BEGIN MATERIAL

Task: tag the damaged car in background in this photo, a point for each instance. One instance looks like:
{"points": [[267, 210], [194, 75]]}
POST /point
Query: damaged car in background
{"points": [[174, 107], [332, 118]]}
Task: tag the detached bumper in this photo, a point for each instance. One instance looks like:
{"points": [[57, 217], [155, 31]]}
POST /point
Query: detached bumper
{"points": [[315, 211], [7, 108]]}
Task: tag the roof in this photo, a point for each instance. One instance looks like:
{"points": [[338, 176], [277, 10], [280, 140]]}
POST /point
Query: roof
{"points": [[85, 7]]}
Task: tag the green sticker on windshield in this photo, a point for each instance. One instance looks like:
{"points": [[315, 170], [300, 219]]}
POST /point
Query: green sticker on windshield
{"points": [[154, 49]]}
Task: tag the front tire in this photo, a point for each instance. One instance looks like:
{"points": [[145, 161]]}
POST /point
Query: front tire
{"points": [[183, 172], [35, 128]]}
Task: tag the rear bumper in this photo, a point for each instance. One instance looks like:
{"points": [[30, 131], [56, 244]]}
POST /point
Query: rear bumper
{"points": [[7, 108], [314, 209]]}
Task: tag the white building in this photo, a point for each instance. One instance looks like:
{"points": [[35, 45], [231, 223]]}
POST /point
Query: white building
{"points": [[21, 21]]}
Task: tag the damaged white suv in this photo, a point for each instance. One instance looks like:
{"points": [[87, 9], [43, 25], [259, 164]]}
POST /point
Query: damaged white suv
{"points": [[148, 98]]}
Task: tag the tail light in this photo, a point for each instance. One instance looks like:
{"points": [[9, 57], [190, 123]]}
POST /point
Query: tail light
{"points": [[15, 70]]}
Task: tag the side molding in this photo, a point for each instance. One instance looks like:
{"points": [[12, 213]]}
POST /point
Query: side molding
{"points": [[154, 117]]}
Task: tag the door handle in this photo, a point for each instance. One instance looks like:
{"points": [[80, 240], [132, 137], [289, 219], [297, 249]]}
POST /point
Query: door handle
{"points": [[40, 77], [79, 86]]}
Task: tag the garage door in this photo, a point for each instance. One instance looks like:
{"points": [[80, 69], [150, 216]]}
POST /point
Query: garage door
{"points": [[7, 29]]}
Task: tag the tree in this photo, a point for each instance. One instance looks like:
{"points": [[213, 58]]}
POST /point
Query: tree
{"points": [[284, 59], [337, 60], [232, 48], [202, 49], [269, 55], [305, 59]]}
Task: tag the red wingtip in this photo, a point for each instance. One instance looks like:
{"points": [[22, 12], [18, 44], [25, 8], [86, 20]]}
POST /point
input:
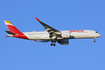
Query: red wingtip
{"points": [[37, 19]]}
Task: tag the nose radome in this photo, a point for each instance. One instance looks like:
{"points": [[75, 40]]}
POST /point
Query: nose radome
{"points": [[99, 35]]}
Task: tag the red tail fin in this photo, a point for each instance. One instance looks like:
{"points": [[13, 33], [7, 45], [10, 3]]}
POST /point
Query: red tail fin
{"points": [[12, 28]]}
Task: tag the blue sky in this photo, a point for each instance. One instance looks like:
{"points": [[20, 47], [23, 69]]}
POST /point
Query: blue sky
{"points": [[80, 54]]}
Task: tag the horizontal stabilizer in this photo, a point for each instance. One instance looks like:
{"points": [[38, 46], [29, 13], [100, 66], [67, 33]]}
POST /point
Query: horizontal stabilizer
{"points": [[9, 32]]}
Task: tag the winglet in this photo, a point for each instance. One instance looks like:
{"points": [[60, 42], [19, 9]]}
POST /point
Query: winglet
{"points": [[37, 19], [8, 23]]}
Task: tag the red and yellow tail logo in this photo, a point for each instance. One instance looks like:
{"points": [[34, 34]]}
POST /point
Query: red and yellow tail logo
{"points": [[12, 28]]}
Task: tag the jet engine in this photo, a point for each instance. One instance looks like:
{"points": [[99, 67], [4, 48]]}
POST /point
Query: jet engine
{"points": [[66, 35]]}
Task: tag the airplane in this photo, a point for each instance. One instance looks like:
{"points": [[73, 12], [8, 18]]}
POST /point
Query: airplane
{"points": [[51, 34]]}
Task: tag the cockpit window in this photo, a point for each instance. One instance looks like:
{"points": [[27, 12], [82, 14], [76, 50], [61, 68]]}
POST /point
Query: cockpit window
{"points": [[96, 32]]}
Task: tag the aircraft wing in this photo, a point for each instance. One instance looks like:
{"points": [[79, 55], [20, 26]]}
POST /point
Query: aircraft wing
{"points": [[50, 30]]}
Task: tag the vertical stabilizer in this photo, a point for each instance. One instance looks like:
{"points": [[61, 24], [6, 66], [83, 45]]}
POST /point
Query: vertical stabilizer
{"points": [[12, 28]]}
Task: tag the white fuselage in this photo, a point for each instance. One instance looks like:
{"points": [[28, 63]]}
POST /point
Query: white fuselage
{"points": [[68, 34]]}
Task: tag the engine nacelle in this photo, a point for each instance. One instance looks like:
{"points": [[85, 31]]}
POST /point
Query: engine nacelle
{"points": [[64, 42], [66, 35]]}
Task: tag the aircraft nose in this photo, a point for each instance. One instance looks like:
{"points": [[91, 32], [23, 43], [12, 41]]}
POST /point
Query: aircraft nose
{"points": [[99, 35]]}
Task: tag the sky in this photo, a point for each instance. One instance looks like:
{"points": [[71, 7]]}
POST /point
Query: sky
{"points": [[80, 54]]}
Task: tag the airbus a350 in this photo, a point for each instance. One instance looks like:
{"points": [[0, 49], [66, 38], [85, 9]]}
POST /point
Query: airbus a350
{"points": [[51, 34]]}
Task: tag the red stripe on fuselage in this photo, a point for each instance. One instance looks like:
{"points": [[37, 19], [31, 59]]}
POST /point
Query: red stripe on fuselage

END MATERIAL

*GIVEN PROBLEM*. Reproduce the data above in full, exactly as it is, with the pictures left out.

*WRITTEN REPLY*.
Task: tag the damaged car in background in this photo, a point for each instance. One instance looks like:
{"points": [[267, 210], [194, 75]]}
POST /point
Query: damaged car in background
{"points": [[174, 107], [332, 118]]}
Task: tag the detached bumper in this photo, a point for each instance. One instance looks like:
{"points": [[57, 217], [155, 31]]}
POST /point
Query: detached bumper
{"points": [[315, 211], [7, 108]]}
Task: tag the roof in this photo, a point for each instance. One instance looks like:
{"points": [[338, 176], [277, 10], [280, 140]]}
POST /point
Query: roof
{"points": [[85, 7]]}
Task: tag the green sticker on windshield in this photo, a point for each instance. One instance looks like:
{"points": [[315, 170], [300, 219]]}
POST /point
Query: green sticker on windshield
{"points": [[154, 49]]}
Task: tag the front tire in this photo, a point for each instance. One instance looks like:
{"points": [[145, 161]]}
POST /point
Query: front tire
{"points": [[183, 172], [35, 128]]}
Task: tag the rear bumper in this photo, a point for each instance. One instance looks like:
{"points": [[30, 131], [56, 244]]}
POST /point
Query: rear bumper
{"points": [[7, 108], [314, 209]]}
Task: tag the white building in this photo, a point for each instance. One instance looks like:
{"points": [[35, 45], [231, 223]]}
POST /point
Query: white building
{"points": [[21, 21]]}
Task: tag the damaged white suv in this photo, a point for each instance. One instance looks like:
{"points": [[87, 9], [43, 25], [259, 164]]}
POST /point
Query: damaged white suv
{"points": [[148, 98]]}
Task: tag the tail light in this photo, a point for each instance. One instance looks like:
{"points": [[9, 57], [190, 123]]}
POST /point
Query: tail light
{"points": [[15, 70]]}
Task: tag the side molding in this photo, a point for each instance. One instance looks like:
{"points": [[12, 213]]}
POST /point
Query: side molding
{"points": [[154, 117]]}
Task: tag the door handle in this photo, a point for each instance. One instance looks like:
{"points": [[80, 240], [132, 137], [289, 219], [297, 249]]}
POST /point
Query: door handle
{"points": [[40, 77], [79, 86]]}
Task: tag the garage door in this photo, a point for each instance. One instance looks like:
{"points": [[80, 69], [150, 216]]}
POST /point
Query: garage door
{"points": [[7, 29]]}
Task: tag the tree in this photo, a point for each instance. One instance looks like:
{"points": [[213, 58]]}
POST /point
Query: tree
{"points": [[284, 59], [337, 60], [232, 48], [202, 49], [269, 55], [305, 59]]}
Task: tag the red wingtip in this photo, a point for each instance. One instance looks like:
{"points": [[22, 12], [18, 44], [25, 8], [86, 20]]}
POST /point
input:
Query: red wingtip
{"points": [[37, 19]]}
Task: tag the nose radome in this photo, a point for each instance. One instance looks like:
{"points": [[75, 40]]}
POST /point
Query: nose radome
{"points": [[99, 35]]}
Task: tag the red tail fin in this photo, a point for each instance. One instance looks like:
{"points": [[13, 33], [7, 45], [10, 3]]}
POST /point
Query: red tail fin
{"points": [[12, 28]]}
Task: tag the blue sky in this photo, a point for each instance. One instance looks like:
{"points": [[20, 47], [23, 69]]}
POST /point
Query: blue sky
{"points": [[80, 54]]}
Task: tag the horizontal stabilizer in this photo, a point for each instance. One instance looks like:
{"points": [[38, 46], [29, 13], [100, 66], [67, 33]]}
POST /point
Query: horizontal stabilizer
{"points": [[9, 32]]}
Task: tag the winglet in this photo, a point for each instance. One instance looks like:
{"points": [[60, 42], [19, 9]]}
POST /point
Query: winglet
{"points": [[37, 19], [8, 23]]}
Task: tag the red and yellow tail logo in this photo, a point for each instance. One instance looks like:
{"points": [[34, 34]]}
POST /point
Query: red and yellow tail logo
{"points": [[12, 28]]}
Task: tag the jet engine in this photo, a point for each instance. One instance looks like:
{"points": [[99, 67], [4, 48]]}
POST /point
Query: jet engine
{"points": [[66, 35]]}
Task: tag the airplane in this photo, a point for each instance. One instance looks like:
{"points": [[73, 12], [8, 18]]}
POST /point
Query: airplane
{"points": [[51, 34]]}
Task: tag the cockpit window in this photo, a point for each instance. One instance looks like:
{"points": [[27, 12], [82, 14], [76, 50], [61, 68]]}
POST /point
Query: cockpit window
{"points": [[96, 32]]}
Task: tag the aircraft wing in this photo, a point for each instance. One instance looks like:
{"points": [[79, 55], [20, 26]]}
POST /point
Query: aircraft wing
{"points": [[50, 30]]}
Task: tag the vertical stabilizer in this photo, a point for each instance. One instance looks like:
{"points": [[61, 24], [6, 66], [83, 45]]}
POST /point
Query: vertical stabilizer
{"points": [[12, 28]]}
Task: tag the white fuselage in this photo, a point for each instance. One instance looks like:
{"points": [[28, 63]]}
POST /point
Query: white fuselage
{"points": [[68, 34]]}
Task: tag the engine nacelle in this photo, a point for each instance. One instance looks like:
{"points": [[85, 31]]}
POST /point
Query: engine nacelle
{"points": [[64, 42], [66, 35]]}
Task: tag the aircraft nose in this photo, a point for each instance. One instance looks like:
{"points": [[91, 32], [23, 43], [12, 41]]}
POST /point
Query: aircraft nose
{"points": [[99, 35]]}
Task: tag the sky in this photo, a point for each instance. One instance looks like:
{"points": [[71, 7]]}
POST /point
Query: sky
{"points": [[80, 54]]}
Task: tag the airbus a350 in this photo, a point for each instance. One instance looks like:
{"points": [[0, 49], [66, 38], [85, 9]]}
POST /point
Query: airbus a350
{"points": [[51, 34]]}
Task: tag the red stripe on fuselage in this photo, a point for each instance. One instance looks like:
{"points": [[37, 19], [31, 59]]}
POST /point
Query: red stripe on fuselage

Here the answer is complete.